» **Goal of the exercise**: State how many lines of the listing below contain the string "json", giving only the number.

Image entries for named regions
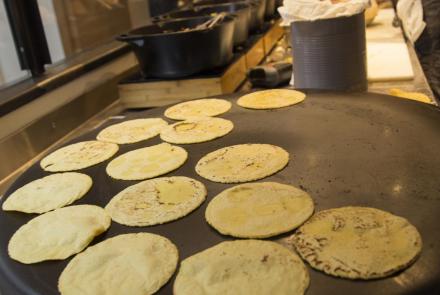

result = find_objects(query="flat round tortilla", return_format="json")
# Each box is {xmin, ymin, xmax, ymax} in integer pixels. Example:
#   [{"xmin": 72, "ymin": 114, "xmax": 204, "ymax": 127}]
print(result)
[
  {"xmin": 40, "ymin": 140, "xmax": 119, "ymax": 172},
  {"xmin": 8, "ymin": 205, "xmax": 111, "ymax": 264},
  {"xmin": 237, "ymin": 89, "xmax": 306, "ymax": 110},
  {"xmin": 106, "ymin": 143, "xmax": 188, "ymax": 180},
  {"xmin": 96, "ymin": 118, "xmax": 168, "ymax": 144},
  {"xmin": 105, "ymin": 176, "xmax": 206, "ymax": 226},
  {"xmin": 205, "ymin": 182, "xmax": 314, "ymax": 238},
  {"xmin": 160, "ymin": 117, "xmax": 234, "ymax": 144},
  {"xmin": 2, "ymin": 172, "xmax": 93, "ymax": 213},
  {"xmin": 196, "ymin": 144, "xmax": 289, "ymax": 183},
  {"xmin": 58, "ymin": 233, "xmax": 178, "ymax": 295},
  {"xmin": 291, "ymin": 207, "xmax": 422, "ymax": 280},
  {"xmin": 173, "ymin": 240, "xmax": 309, "ymax": 295},
  {"xmin": 165, "ymin": 98, "xmax": 232, "ymax": 120}
]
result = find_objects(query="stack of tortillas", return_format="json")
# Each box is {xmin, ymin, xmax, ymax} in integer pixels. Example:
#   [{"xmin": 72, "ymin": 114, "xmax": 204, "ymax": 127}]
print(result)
[
  {"xmin": 40, "ymin": 140, "xmax": 119, "ymax": 172},
  {"xmin": 58, "ymin": 233, "xmax": 178, "ymax": 295},
  {"xmin": 205, "ymin": 182, "xmax": 313, "ymax": 238},
  {"xmin": 173, "ymin": 240, "xmax": 309, "ymax": 295},
  {"xmin": 105, "ymin": 176, "xmax": 206, "ymax": 226},
  {"xmin": 96, "ymin": 118, "xmax": 168, "ymax": 144},
  {"xmin": 8, "ymin": 205, "xmax": 111, "ymax": 263},
  {"xmin": 165, "ymin": 98, "xmax": 231, "ymax": 120},
  {"xmin": 160, "ymin": 117, "xmax": 234, "ymax": 144},
  {"xmin": 237, "ymin": 89, "xmax": 306, "ymax": 109},
  {"xmin": 196, "ymin": 144, "xmax": 289, "ymax": 183},
  {"xmin": 292, "ymin": 207, "xmax": 422, "ymax": 279},
  {"xmin": 2, "ymin": 172, "xmax": 92, "ymax": 213},
  {"xmin": 106, "ymin": 143, "xmax": 188, "ymax": 180}
]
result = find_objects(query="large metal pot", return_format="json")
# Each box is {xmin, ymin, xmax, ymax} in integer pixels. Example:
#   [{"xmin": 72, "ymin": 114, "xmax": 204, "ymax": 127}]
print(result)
[
  {"xmin": 117, "ymin": 16, "xmax": 234, "ymax": 78},
  {"xmin": 162, "ymin": 2, "xmax": 251, "ymax": 46}
]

» **Final answer**: 3